• PAGE EXTRACT
All errors follow a consistent JSON format:
{
"detail": "Human-readable error message"
}
HTTP Status Codes
| Code | Name | Description |
|---|
200 | OK | Request succeeded |
400 | Bad Request | Invalid request (file type, schema, or empty file) |
401 | Unauthorized | Invalid or missing API key |
403 | Forbidden | Origin not allowed (playground) |
429 | Too Many Requests | Rate limit exceeded |
500 | Server Error | Extraction or processing failed |
Error Types
400 Bad Request
Returned when the request is malformed or contains invalid data.
{
"detail": "Invalid file type. Supported formats: PDF, DOCX"
}
Solution: Ensure you’re uploading a .pdf or .docx file.
{
"detail": "File size exceeds maximum limit of 10MB"
}
Solution: Compress or split your document to be under 10MB.
{
"detail": "File is empty or cannot be read"
}
Solution: Ensure the file has content and is not corrupted.
{
"detail": "Invalid JSON schema: Expecting property name enclosed in double quotes"
}
Solution: Validate your JSON schema syntax. Use a JSON validator.
{
"detail": "No file provided in request"
}
Solution: Include the file field in your multipart form data.
{
"detail": "No output_schema provided in request"
}
Solution: Include the output_schema field in your request.
401 Unauthorized
Authentication failed.
{
"detail": "Invalid or missing API key"
}
Common causes:
- Missing
Authorization header
- Incorrect API key
- Typo in the Bearer token format
- Using an expired or revoked key
Solution: Verify your API key and ensure the header format is Authorization: Bearer pk_your_key.
403 Forbidden
Origin not allowed (playground endpoint only).
{
"detail": "Origin not allowed"
}
Solution: The playground is only accessible through parsefy.io. For production use, join the waitlist to get an API key and use /v1/extract.
429 Too Many Requests
Rate limit exceeded.
{
"detail": "Rate limit exceeded. Please retry after 1 second."
}
Or for credit limits:
{
"detail": "Daily credit limit exceeded. Resets at midnight UTC."
}
Solution: Implement retry logic with exponential backoff. See Rate Limits.
500 Server Error
An unexpected error occurred during processing.
{
"detail": "Extraction failed: Unable to process document"

• INFORMATION SUPPLIED
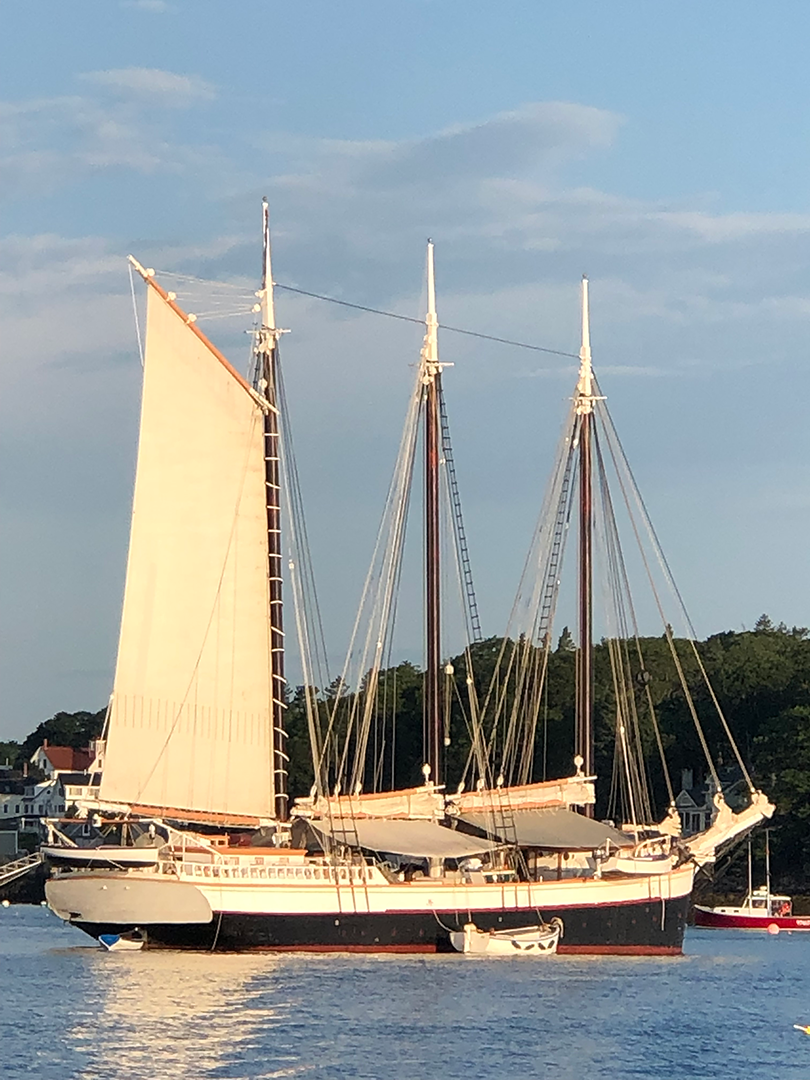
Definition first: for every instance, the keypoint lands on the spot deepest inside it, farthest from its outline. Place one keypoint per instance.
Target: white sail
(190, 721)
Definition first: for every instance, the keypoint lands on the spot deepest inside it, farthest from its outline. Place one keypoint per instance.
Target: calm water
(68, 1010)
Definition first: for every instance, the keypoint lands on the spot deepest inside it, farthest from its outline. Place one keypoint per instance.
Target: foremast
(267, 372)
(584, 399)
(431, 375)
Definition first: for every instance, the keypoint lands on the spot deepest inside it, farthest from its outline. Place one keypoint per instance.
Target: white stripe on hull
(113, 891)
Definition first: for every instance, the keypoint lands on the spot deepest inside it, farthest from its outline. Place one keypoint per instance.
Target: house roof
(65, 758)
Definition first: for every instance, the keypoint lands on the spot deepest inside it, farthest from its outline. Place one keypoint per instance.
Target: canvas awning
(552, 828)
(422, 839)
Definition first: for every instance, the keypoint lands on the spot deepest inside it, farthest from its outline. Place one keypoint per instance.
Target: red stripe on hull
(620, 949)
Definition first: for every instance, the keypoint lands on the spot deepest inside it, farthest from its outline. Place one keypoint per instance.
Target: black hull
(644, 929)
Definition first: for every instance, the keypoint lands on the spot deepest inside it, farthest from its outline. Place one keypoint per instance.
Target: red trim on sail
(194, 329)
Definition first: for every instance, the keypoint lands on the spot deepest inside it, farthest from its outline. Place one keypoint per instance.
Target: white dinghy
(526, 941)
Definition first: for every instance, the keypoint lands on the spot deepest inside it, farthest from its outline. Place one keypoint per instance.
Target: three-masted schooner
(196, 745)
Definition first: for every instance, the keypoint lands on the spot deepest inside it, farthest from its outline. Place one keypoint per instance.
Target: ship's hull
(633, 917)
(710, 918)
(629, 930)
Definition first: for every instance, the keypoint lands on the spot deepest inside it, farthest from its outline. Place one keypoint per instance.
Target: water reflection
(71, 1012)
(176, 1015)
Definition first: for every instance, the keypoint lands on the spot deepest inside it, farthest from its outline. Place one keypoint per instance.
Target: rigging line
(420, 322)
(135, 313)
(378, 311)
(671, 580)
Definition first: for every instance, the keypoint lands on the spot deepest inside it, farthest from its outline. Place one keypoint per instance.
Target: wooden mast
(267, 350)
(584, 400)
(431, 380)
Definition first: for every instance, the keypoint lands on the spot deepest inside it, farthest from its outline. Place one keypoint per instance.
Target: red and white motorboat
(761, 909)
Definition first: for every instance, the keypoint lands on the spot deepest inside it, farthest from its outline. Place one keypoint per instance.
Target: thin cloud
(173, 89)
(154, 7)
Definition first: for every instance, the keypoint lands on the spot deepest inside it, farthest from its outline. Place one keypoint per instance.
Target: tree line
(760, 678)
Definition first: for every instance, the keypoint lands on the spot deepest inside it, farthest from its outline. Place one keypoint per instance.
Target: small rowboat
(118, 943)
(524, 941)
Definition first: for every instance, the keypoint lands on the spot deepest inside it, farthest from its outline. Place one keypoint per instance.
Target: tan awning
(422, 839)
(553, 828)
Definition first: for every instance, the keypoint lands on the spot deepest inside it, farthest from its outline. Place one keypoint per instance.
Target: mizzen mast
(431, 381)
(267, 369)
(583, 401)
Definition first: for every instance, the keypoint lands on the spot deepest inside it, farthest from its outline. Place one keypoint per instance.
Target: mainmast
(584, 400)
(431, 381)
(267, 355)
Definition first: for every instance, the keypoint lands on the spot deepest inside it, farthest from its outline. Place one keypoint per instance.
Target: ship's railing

• DO THIS
In the API error reference, when does the daily credit limit reset?

• WRITTEN RESPONSE
At midnight UTC.